====== DATA

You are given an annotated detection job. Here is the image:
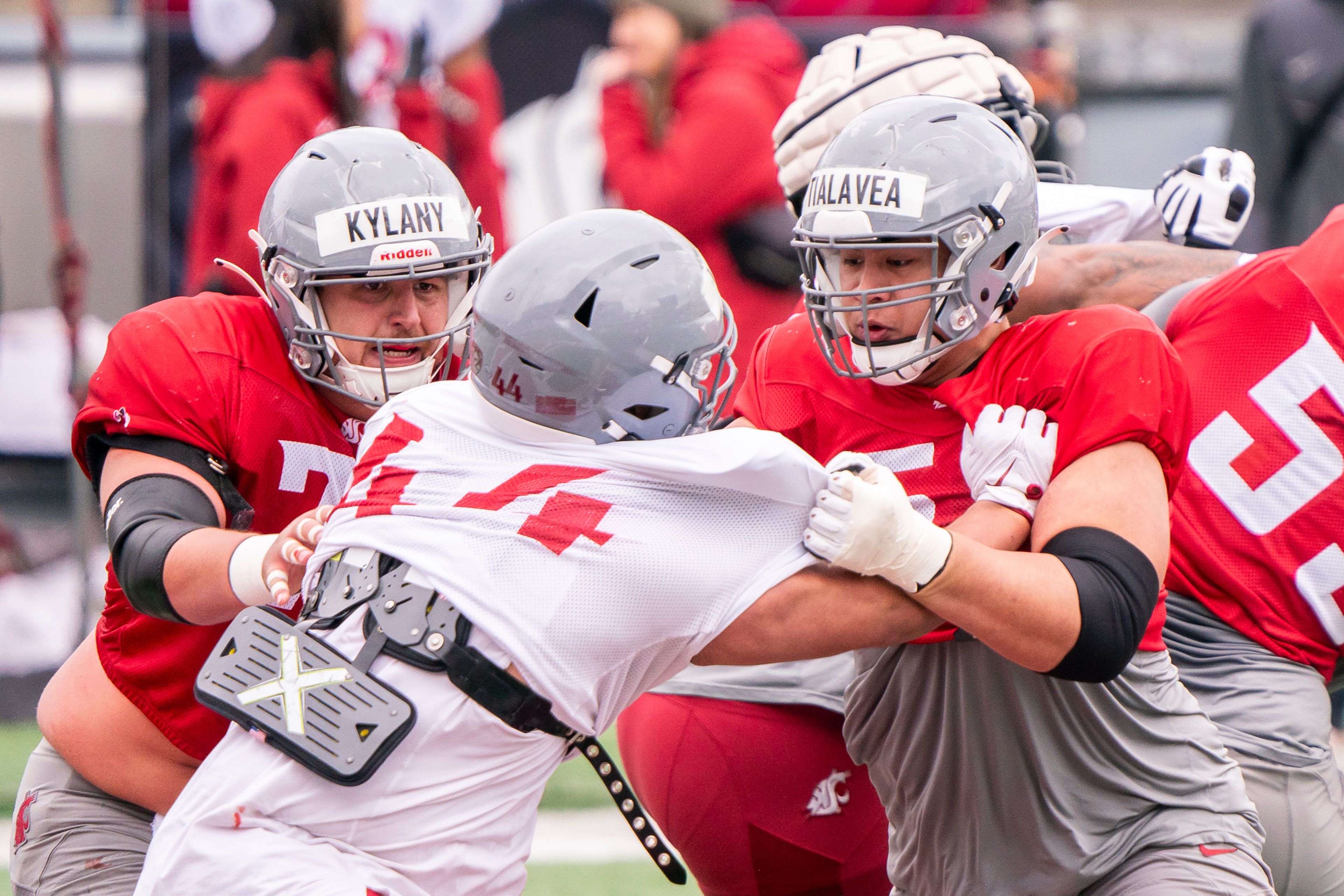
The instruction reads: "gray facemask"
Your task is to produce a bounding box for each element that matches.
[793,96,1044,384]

============
====== DATA

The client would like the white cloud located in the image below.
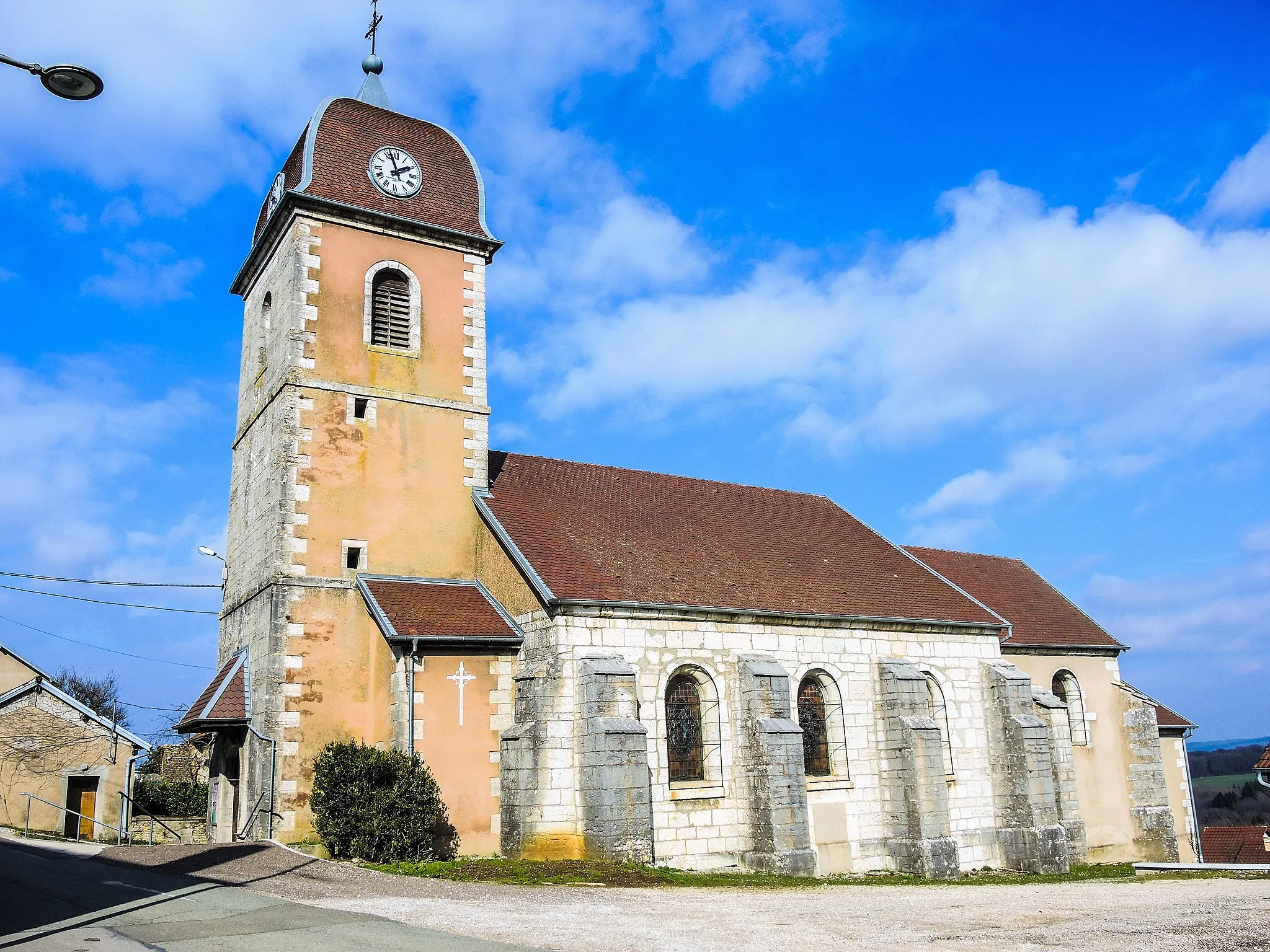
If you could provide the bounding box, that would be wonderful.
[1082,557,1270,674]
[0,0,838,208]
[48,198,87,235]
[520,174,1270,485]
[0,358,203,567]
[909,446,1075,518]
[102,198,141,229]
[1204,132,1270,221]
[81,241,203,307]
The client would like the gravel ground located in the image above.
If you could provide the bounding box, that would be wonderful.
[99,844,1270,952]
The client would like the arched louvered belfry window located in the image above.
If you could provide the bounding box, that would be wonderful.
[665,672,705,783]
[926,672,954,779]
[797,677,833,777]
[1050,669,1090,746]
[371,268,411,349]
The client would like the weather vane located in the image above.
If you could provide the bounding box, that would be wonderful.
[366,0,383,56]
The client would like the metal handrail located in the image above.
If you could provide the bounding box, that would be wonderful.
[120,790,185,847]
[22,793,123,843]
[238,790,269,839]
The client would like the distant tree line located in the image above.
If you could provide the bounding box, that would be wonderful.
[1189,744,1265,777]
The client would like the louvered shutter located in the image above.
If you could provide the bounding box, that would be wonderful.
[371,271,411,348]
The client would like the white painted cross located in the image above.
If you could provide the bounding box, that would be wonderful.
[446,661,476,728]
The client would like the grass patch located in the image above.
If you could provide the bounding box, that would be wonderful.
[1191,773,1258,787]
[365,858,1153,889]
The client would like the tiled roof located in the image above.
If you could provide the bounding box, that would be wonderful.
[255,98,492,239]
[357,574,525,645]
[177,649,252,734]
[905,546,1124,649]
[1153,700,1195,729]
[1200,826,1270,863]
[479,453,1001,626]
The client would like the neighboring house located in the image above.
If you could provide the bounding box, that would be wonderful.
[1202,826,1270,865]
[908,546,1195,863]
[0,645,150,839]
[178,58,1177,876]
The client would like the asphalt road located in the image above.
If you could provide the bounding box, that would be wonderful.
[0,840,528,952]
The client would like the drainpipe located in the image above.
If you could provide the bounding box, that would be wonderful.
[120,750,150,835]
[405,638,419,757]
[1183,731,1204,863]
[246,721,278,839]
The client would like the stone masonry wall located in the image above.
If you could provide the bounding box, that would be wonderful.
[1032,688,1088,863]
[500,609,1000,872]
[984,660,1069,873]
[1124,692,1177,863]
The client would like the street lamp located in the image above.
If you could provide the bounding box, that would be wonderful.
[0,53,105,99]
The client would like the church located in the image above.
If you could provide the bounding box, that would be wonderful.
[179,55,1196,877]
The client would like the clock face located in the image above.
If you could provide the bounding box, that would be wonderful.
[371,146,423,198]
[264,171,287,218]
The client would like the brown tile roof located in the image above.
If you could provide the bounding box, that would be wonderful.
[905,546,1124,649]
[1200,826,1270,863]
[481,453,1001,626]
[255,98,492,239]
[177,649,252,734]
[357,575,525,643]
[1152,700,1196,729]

============
====== DATA

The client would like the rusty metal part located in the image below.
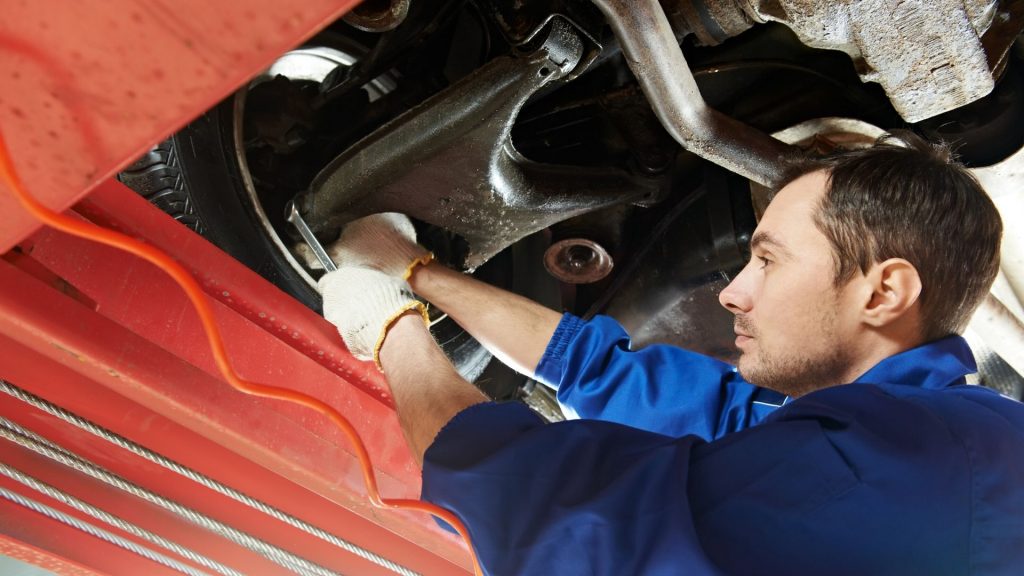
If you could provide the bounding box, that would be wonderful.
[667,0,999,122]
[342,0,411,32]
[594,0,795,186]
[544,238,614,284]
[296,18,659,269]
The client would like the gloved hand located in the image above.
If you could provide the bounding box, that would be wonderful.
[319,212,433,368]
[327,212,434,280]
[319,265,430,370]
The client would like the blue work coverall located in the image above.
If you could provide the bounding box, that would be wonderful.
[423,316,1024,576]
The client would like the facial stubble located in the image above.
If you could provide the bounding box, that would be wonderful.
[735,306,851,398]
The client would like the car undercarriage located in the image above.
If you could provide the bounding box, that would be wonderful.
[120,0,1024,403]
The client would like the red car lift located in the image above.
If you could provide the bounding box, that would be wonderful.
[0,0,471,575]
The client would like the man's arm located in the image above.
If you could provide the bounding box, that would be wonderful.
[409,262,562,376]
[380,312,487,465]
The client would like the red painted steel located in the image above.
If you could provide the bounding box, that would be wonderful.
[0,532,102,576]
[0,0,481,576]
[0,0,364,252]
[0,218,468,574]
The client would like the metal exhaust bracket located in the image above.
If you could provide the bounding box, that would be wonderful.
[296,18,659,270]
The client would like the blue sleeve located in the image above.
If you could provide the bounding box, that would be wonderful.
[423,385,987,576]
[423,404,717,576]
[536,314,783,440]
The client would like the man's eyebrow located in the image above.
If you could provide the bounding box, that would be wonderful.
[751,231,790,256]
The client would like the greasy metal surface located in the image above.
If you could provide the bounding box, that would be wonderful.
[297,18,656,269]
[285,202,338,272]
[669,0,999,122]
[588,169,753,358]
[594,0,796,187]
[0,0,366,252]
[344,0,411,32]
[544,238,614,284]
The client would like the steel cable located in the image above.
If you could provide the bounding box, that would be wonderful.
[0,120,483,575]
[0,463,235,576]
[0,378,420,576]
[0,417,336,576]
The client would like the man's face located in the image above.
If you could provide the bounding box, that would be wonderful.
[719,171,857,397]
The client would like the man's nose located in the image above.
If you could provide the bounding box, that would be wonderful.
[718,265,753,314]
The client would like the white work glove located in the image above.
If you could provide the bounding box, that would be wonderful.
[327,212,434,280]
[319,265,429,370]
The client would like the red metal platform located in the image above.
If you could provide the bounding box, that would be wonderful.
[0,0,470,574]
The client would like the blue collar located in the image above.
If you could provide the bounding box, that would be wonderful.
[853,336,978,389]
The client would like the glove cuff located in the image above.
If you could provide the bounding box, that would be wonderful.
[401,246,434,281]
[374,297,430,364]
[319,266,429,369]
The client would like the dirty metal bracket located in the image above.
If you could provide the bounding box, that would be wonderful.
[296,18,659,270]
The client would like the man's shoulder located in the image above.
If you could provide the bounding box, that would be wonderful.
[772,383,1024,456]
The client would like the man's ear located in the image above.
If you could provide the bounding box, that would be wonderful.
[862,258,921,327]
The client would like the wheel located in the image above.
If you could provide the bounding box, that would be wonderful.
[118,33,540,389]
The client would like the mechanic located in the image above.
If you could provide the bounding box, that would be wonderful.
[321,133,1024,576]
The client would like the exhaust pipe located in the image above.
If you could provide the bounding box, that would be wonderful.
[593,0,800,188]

============

Can you turn the lines of the listing above, starting at the line that contains "The client would like the gloved" and ending at the line that contains "[0,0,471,575]", into a numbered list with blank lines left out?

1. The client would like the gloved hand located in the image above.
2. If you could provide the bounding box, that would be wonderful.
3. [319,212,433,368]
4. [327,212,434,280]
5. [319,265,430,370]
6. The client would like the blue work coverall located in the image above.
7. If you could provide the bounding box, that would be wonderful.
8. [423,316,1024,576]
9. The client would like the facial stubble located in the image above.
10. If you could provide the bounding box, that would be wonderful.
11. [735,306,851,398]
12. The client would like the car undercarriage located in the image above.
13. If you could provide the bounding box, that would be wonderful.
14. [120,0,1024,403]
15. The client would like the red car lift located in the image above.
16. If you could provide the bounding box, that would be wonderful.
17. [0,0,471,575]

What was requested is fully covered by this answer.